Silencing of ZnT-1 expression enhances heavy metal influx and toxicity Academic Article uri icon

abstract

  • ZnT-1 reduces intracellular zinc accumulation and confers resistance against cadmium toxicity by a mechanism which is still unresolved. A functional link between the L-type calcium channels (LTCC) and ZnT-1 has been suggested, indicating that ZnT-1 may regulate ion permeation through this pathway. In the present study, immunohistochemical analysis revealed a striking overlap of the expression pattern of LTCC and ZnT-1 in cardiac tissue and brain. Using siRNA to silence ZnT-1 expression, we then assessed the role of ZnT-1 in regulating cation permeation through the L-type Ca(2+) channels in cells that are vulnerable to heavy metal permeation. Transfection of cortical neurons with ZnT-1 siRNA resulted in about 70% reduction of ZnT-1 expression and increased Ca(2+) influx via LTCC by approximately fourfold. Moreover, ZnT-1 siRNA transfected neurons showed approximately 30% increase in synaptic release, monitored using the FM1-43 dye. An increased cation influx rate, through the LTCC, was also recorded for Zn(2+) and Cd(2+) in cells treated with the ZnT-1 siRNA. Furthermore, Cd(2+)-induced neuronal death increased by approximately twofold after transfection with ZnT-1 siRNA. In addition, ZnT-1 siRNA transfection of the ovarian granulosa cell line, POGRS1, resulted in a twofold increase in Cd(2+) influx rate via the LTCC. Finally, a robust nimodipine-sensitive Cd(2+) influx was observed using a low extracellular Cd(2+) concentration (5 muM) in neurons and testicular slice cultures, attesting to the relevance of the LTCC pathway to heavy metal toxicity. Taken together, our results indicate that endogenously-expressed ZnT-1, by modulating LTCC, has a dual role: regulating calcium influx, and attenuating Cd(2+) and Zn(2+) permeation and toxicity in neurons and other cell types.

**Study material:**

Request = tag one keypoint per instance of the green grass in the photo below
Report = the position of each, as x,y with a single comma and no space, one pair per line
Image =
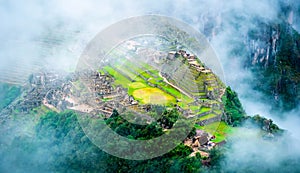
220,129
208,116
204,109
119,78
151,95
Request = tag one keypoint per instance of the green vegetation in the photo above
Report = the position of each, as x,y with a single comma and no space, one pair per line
145,85
233,108
60,145
220,129
208,116
153,96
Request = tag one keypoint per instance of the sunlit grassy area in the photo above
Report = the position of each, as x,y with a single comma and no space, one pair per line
220,129
208,116
153,96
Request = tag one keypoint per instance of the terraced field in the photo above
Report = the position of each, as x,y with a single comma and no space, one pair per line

**Task directions:** Reproduce the full text on silencing ZnT-1 expression word for word. The listing is drawn from a different source than the text.

**Answer to this problem:**
Silencing of ZnT-1 expression enhances heavy metal influx and toxicity Academic Article uri icon

abstract

  • ZnT-1 reduces intracellular zinc accumulation and confers resistance against cadmium toxicity by a mechanism which is still unresolved. A functional link between the L-type calcium channels (LTCC) and ZnT-1 has been suggested, indicating that ZnT-1 may regulate ion permeation through this pathway. In the present study, immunohistochemical analysis revealed a striking overlap of the expression pattern of LTCC and ZnT-1 in cardiac tissue and brain. Using siRNA to silence ZnT-1 expression, we then assessed the role of ZnT-1 in regulating cation permeation through the L-type Ca(2+) channels in cells that are vulnerable to heavy metal permeation. Transfection of cortical neurons with ZnT-1 siRNA resulted in about 70% reduction of ZnT-1 expression and increased Ca(2+) influx via LTCC by approximately fourfold. Moreover, ZnT-1 siRNA transfected neurons showed approximately 30% increase in synaptic release, monitored using the FM1-43 dye. An increased cation influx rate, through the LTCC, was also recorded for Zn(2+) and Cd(2+) in cells treated with the ZnT-1 siRNA. Furthermore, Cd(2+)-induced neuronal death increased by approximately twofold after transfection with ZnT-1 siRNA. In addition, ZnT-1 siRNA transfection of the ovarian granulosa cell line, POGRS1, resulted in a twofold increase in Cd(2+) influx rate via the LTCC. Finally, a robust nimodipine-sensitive Cd(2+) influx was observed using a low extracellular Cd(2+) concentration (5 muM) in neurons and testicular slice cultures, attesting to the relevance of the LTCC pathway to heavy metal toxicity. Taken together, our results indicate that endogenously-expressed ZnT-1, by modulating LTCC, has a dual role: regulating calcium influx, and attenuating Cd(2+) and Zn(2+) permeation and toxicity in neurons and other cell types.